* _Available data_
------
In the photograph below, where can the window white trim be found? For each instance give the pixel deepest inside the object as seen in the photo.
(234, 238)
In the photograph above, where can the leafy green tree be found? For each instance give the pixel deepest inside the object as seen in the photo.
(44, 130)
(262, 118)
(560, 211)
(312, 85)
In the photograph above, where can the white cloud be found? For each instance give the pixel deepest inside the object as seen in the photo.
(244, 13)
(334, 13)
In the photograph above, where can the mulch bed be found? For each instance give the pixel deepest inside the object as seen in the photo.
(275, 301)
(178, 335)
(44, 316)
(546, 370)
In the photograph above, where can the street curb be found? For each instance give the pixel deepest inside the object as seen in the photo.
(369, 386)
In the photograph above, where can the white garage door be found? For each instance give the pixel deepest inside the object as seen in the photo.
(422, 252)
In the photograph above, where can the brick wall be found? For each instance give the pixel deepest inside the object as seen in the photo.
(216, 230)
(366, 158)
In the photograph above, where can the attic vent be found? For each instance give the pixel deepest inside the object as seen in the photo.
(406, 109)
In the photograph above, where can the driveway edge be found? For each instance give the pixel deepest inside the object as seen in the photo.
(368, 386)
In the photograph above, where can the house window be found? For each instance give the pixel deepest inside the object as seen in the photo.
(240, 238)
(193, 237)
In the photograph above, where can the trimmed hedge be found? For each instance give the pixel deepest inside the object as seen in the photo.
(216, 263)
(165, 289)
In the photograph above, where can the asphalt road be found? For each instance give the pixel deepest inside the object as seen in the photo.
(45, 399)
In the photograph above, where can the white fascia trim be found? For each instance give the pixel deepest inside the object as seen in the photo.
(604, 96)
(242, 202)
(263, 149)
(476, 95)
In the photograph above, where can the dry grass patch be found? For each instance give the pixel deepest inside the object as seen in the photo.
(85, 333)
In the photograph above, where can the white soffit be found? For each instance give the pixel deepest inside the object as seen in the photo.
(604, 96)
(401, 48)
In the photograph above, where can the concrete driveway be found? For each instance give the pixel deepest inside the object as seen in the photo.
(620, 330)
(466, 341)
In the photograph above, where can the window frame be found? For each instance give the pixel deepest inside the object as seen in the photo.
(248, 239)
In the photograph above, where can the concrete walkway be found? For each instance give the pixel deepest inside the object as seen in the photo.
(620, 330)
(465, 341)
------
* _Exercise aim_
An exact copy of every entry is the expected result.

* _Output of the exercise_
In the photograph below, where can the window white trim be found? For each instance give the pixel deepest inside the object as seen in the photo.
(234, 238)
In the photograph above, where can the leafy green tree be found? For each instance give the pixel deepest inside the object as seen in the photo.
(44, 130)
(262, 118)
(560, 211)
(312, 85)
In the photograph above, where can the white cloud be found? For each instance give the pixel deepest inside the object as seen in the photo.
(244, 13)
(334, 13)
In the photograph above, where can the mulch bed be found? For each instance give the pixel deepest inside the object as seen in the photo.
(275, 301)
(178, 335)
(44, 316)
(546, 370)
In the photograph above, where can the street curb be found? For each instance give the pixel deepest inside the object as seen in the photo.
(369, 386)
In the photograph above, where can the white garage door be found? For each instance give the pixel deepest inside the object as seen in the photo.
(422, 252)
In the photograph above, where can the brick wall be found? For each instance give the pixel deepest inside the object as seen in the photo.
(216, 230)
(366, 158)
In the photograph above, where can the attic vent be found? For each instance give the pixel deepest inside the object as seen in the photo.
(406, 109)
In the photograph above, where can the driveway edge be found? For each instance give the pixel deepest inside the object as seen in the photo.
(368, 386)
In the photograph above, where can the house window be found? For each instance give the pixel deepest inside the object as seen in the photo.
(240, 238)
(193, 237)
In the photograph above, where can the trimmed hedge be found? For each instance give the pixel deepest inside the object as seen in the photo.
(216, 263)
(165, 289)
In the photograph above, where can the asphalt road be found? For each instance give the pixel deepest inside the object as seen in the photo.
(45, 399)
In the photograph above, where can the white fascia trim be found? For each instance give the pixel deepest inside the object as seen in the photo.
(604, 96)
(242, 202)
(263, 149)
(476, 95)
In the photograph above, where can the dry grass patch be found? For each instance give the pixel deepest inside the object as seen in the photo.
(85, 333)
In the photograph above, where can the white soffit be found? For each instance give the pixel deepest inside the object as seen in the photo.
(604, 96)
(401, 48)
In the photograph above, where can the concrete driveway be found? For each instance give the pixel deepest inside the object as seen in the photo.
(620, 330)
(466, 341)
In the photograph above, where can the window frame be found? For each instance give the pixel deepest inside the object as seen in the photo.
(248, 239)
In the photograph above, where can the concrete walkway be found? For each instance give the pixel deepest inside the object as seen in the photo.
(620, 330)
(465, 341)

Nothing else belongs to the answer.